## Required task 1:
Duplicate the records from the line containing "Thanks for the photo. Could you please mark the woven wicker" through the final line of the records, both ends included.

## Document text:
In his latest fire-breathing Special Comment Keith tears into President Bush for firing a true patriot that spoke out against torture, while cowardly and simultaneously ordering others to commit the very same heinous crime.

video_wmv Download | Play video_mov Download | Play (thanks to Logan for his help)

No matter how thorough you might try to brand disagreement as disloyalty, Mr Bush, there are still people like Daniel Levin who believe in the United States of America as true freedom, where we are better not because of schemes and wars, but because of dreams and morals. And ultimately, sir, these men, these patriots will defeat you and they will return this country to its righteous standards, and to its rightful owners: The People.

Transcript below the fold…

Finally tonight, as promised, a Special Comment on the meaning of the story of former U.S. Acting Assistant Attorney General Daniel Levin.

It is a fact startling in its cynical simplicity and it requires cynical and simple words to be properly expressed:

The presidency of George W. Bush has now devolved into a criminal conspiracy to cover the ass of George W. Bush.

All the petulancy, all the childish threats, all the blank-stare stupidity;

All the invocations of World War Three, all the sophistic questions about which terrorist attacks we wanted him not to stop, all the phony secrets; all the claims of executive privilege, all the stumbling tap-dancing of his nominees, all the verbal flatulence of his apologists…

All of it is now — after one revelation last week — transparently clear for what it is: the pathetic and desperate manipulation of the government, the re-focusing of our entire nation, towards keeping this mock president, and this unstable vice president, and this departed wildly self-over-rating Attorney General — and the others — from potential prosecution for having approved or ordered the illegal torture of prisoners being held in the name of this country.

## Excerpted data:
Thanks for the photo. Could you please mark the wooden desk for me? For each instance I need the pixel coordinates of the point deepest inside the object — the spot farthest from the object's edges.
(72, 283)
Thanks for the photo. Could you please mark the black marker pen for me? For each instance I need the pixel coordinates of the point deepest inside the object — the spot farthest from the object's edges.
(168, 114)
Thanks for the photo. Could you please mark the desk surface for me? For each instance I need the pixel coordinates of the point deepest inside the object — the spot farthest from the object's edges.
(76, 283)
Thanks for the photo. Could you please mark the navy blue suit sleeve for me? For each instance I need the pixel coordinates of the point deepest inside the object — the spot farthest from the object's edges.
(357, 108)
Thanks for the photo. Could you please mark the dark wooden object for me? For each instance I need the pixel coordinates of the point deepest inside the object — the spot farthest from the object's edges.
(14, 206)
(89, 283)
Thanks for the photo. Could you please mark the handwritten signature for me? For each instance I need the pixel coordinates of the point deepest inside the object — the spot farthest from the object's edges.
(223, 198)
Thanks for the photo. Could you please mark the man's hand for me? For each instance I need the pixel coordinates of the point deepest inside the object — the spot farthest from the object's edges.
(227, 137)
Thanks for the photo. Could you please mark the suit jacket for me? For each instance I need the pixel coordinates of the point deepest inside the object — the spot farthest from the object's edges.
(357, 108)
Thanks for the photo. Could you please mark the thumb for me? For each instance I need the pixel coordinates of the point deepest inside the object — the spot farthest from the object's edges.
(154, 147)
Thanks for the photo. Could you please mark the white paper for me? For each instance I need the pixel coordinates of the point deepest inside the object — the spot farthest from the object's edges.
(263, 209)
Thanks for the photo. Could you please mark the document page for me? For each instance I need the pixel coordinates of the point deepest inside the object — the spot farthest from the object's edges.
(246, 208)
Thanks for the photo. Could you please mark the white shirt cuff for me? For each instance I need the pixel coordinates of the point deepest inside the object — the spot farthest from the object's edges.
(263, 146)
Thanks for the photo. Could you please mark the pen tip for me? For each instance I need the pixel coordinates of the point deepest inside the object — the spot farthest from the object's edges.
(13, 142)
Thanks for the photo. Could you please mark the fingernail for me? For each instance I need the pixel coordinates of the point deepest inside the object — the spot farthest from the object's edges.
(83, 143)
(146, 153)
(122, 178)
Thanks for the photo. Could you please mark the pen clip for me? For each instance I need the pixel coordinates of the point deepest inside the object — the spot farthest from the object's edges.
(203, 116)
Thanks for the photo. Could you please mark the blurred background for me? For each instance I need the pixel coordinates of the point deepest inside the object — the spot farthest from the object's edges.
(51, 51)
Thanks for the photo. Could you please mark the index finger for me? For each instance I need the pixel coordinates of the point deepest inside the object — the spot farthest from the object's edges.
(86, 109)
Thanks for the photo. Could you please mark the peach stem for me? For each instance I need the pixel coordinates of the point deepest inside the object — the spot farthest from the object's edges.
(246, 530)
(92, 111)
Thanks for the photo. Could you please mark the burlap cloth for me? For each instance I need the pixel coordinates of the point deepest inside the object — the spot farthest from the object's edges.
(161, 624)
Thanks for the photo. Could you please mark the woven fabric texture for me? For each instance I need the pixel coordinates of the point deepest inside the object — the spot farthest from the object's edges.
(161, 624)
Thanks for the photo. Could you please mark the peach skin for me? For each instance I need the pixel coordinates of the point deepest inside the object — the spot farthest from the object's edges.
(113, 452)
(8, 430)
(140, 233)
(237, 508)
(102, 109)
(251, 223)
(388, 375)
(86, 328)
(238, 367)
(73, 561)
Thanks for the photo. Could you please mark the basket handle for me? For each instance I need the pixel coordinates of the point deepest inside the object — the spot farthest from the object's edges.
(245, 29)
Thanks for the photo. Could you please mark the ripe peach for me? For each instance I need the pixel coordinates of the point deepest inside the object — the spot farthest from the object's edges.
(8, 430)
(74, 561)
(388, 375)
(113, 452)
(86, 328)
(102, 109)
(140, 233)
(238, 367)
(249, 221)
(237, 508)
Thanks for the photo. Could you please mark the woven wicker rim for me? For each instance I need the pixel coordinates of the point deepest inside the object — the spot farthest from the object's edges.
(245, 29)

## Required task 2:
Answer from the Special Comment text:
(a) What former post does it say Daniel Levin held?
(b) What does it say the presidency of George W. Bush has devolved into?
(c) For what does it say the president, vice president and departed Attorney General could face potential prosecution?

## Worked answer 1:
Thanks for the photo. Could you please mark the woven wicker rim for me? For each instance I need the pixel coordinates of the point deepest inside the object — the spot farthest from the object's edges.
(245, 29)

## Worked answer 2:
(a) U.S. Acting Assistant Attorney General.
(b) A criminal conspiracy to cover the ass of George W. Bush.
(c) For having approved or ordered the illegal torture of prisoners held in the name of the country.